Empobrecimiento general

Es posible incluso que el crítico, al no tener de qué hablar, tampoco dé con el cómo hacerlo y sea víctima inconsciente de ese empobrecimiento general que lo rodea y frente al cual intenta resistir. Por eso cuando se decide a examinar el discurso literario español, en este momento, considera imprescindible un análisis previo de ciertos síntomas que obstaculizan o tergiversan la justa dirección y el verdadero sentido de nuestra literatura hoy, habida cuenta la situación histórica dentro de la cual debe desarrollarse. Reconozco -sin duda- la existencia de nombres y de obras que, por excepcionales, contradicen mi regla general, pero no quiero -al menos por ahora- hablar de casos concretos sino de una situación a la que regreso como observador para abordarla en su propio discurrir.

No descubro nada nuevo si hablo de la obsesiva y vertiginosa presencia de la información, de los medios de comunicación, en la vida española de los últimos 10 años; tampoco si reconozco su decisiva influencia en el entendimiento democrático de nuestra sociedad, que todavía parece frágil o no del todo consolidado. Ahora bien, el lenguaje de la información, que por naturaleza se halla sujeto a la actualidad, que debe servir a lo perecedero, a lo fugaz, y que adquiere su mayor eficacia con la insistente repetición de determinados patrones expresivos, con el tratamiento reiterado de un mismo tema, hasta que éste deja de interesar y, por tanto, se vacía de contenido. Ese lenguaje ha impregnado a una literatura que ha debido vivir forzosamente bajo tan compulsiva tutela y que no ha tenido la suficiente capacidad de reacción para aprovechar de ese lenguaje aquello que resulta más positivo para la función literaria (riesgo, incertidumbre, condición perecedera dr la palabra...) y para reflexionar sobre ello con la serenidad rejuerida. Al contrario, se ha dejado llevar, con goloso mimetismo, por la superficialidad y por la actualidad, por aquellos caractéres que neutralizan la voz y la despersonalízan: el discurso se ha uniformado y, en consecuencia, niega la creación de lenguaje

Búsqueda suicida

No ha sido sólo el crítico quien ha extraviado su instrumental; también los escritores han hecho peligrosa dejación del suyo. Nuestra literatura hoy, y por razones que espero ir explicando poco a poco, ha eludido sus responsabilidades frente al lenguaje y con ello ha negado su principio original: entiende, erróneamente, que ha de ser un medio de comunicacion más, busca de forma suicida el amparo de las voces coincidentes, sintonizando con un decir general, sin esforzarse en el hallazgo de lo singular. Sin embargo, la creación literaria está reñida, por definición, con cualquier forma de actualidad; debe resistir al tiempo y a su lógica acción perecedera. La literatura es Una tarea indudablemente anacrónica en el sentido de hallarse fuera del discurso habitual de la realidad, en el sentido de fundar su propio tiempo y su propio discurso. Y junto a este anacronismo (o como lógica consecuencia de él), la literatura está reñida con ese decir general. es discurso único, voz personal que se debate siempre en las fronteras del riesgo y la incertidumbre, y nunca se establecerá cómodamente en la seguridad satisfecha de la palabra.

:: INFORMACIÓN PROPORCIONADA ::
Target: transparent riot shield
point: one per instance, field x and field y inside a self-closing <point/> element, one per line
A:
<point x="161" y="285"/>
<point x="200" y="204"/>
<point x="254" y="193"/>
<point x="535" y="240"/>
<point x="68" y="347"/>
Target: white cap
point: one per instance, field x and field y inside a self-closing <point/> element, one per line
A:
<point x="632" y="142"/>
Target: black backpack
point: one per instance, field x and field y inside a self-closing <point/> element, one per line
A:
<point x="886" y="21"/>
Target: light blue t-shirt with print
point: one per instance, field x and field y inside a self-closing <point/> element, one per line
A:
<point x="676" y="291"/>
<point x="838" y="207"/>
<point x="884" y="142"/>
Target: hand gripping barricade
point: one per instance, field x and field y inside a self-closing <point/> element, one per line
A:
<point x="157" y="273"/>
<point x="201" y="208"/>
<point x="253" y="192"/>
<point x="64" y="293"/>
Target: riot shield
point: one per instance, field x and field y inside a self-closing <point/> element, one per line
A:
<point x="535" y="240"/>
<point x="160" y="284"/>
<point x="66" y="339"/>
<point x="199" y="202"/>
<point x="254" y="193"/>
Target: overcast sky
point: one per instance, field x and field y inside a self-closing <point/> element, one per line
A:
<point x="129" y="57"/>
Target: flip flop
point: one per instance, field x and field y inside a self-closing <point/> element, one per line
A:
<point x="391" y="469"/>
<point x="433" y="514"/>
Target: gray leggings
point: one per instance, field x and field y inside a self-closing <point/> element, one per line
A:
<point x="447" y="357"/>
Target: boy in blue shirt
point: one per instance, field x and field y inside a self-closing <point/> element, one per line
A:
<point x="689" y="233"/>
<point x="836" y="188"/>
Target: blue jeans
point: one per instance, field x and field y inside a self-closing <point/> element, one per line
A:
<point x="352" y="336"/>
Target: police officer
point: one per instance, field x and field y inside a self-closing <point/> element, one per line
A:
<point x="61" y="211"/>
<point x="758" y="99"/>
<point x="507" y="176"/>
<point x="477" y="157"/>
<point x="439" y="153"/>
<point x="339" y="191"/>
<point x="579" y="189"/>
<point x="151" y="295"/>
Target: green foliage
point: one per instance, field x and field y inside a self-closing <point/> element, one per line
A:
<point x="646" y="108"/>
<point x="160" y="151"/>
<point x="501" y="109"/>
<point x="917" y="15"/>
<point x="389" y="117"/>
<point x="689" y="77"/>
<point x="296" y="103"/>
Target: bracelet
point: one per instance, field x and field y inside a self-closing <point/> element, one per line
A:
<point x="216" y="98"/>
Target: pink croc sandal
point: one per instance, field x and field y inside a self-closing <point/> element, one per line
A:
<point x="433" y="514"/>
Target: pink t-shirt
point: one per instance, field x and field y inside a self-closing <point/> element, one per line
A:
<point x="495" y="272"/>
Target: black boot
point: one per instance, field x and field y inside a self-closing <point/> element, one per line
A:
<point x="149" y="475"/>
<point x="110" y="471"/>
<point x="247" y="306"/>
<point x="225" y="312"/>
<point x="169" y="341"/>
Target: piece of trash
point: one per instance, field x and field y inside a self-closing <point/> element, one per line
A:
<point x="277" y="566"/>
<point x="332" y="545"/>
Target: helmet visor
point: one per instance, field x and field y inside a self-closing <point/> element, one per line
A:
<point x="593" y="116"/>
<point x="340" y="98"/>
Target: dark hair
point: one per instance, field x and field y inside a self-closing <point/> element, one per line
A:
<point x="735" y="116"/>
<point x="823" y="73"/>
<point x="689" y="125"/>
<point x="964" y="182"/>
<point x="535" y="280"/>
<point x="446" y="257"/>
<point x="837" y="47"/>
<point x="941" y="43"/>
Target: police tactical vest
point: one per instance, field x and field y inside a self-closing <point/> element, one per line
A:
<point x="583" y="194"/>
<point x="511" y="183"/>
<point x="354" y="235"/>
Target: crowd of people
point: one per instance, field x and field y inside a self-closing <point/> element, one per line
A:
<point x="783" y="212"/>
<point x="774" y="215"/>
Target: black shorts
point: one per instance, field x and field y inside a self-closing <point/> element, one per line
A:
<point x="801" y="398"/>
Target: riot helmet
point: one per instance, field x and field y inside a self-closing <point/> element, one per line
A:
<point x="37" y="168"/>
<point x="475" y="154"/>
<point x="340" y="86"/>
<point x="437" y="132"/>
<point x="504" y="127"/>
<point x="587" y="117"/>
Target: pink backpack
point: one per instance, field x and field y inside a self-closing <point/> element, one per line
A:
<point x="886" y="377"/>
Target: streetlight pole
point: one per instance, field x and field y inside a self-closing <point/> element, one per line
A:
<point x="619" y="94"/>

:: INSTRUCCIONES DE TRABAJO ::
a: Por favor, reproduce el pasaje del extracto que empieza en "Es posible incluso" y termina en "su propio discurrir.", ambos incluidos.
b: Según el extracto, ¿con qué está reñida por definición la creación literaria?
Responde basándote únicamente en el extracto.

:: RESPUESTAS NUMERADAS ::
a:
Es posible incluso que el crítico, al no tener de qué hablar, tampoco dé con el cómo hacerlo y sea víctima inconsciente de ese empobrecimiento general que lo rodea y frente al cual intenta resistir. Por eso cuando se decide a examinar el discurso literario español, en este momento, considera imprescindible un análisis previo de ciertos síntomas que obstaculizan o tergiversan la justa dirección y el verdadero sentido de nuestra literatura hoy, habida cuenta la situación histórica dentro de la cual debe desarrollarse. Reconozco -sin duda- la existencia de nombres y de obras que, por excepcionales, contradicen mi regla general, pero no quiero -al menos por ahora- hablar de casos concretos sino de una situación a la que regreso como observador para abordarla en su propio discurrir.

b: Con cualquier forma de actualidad.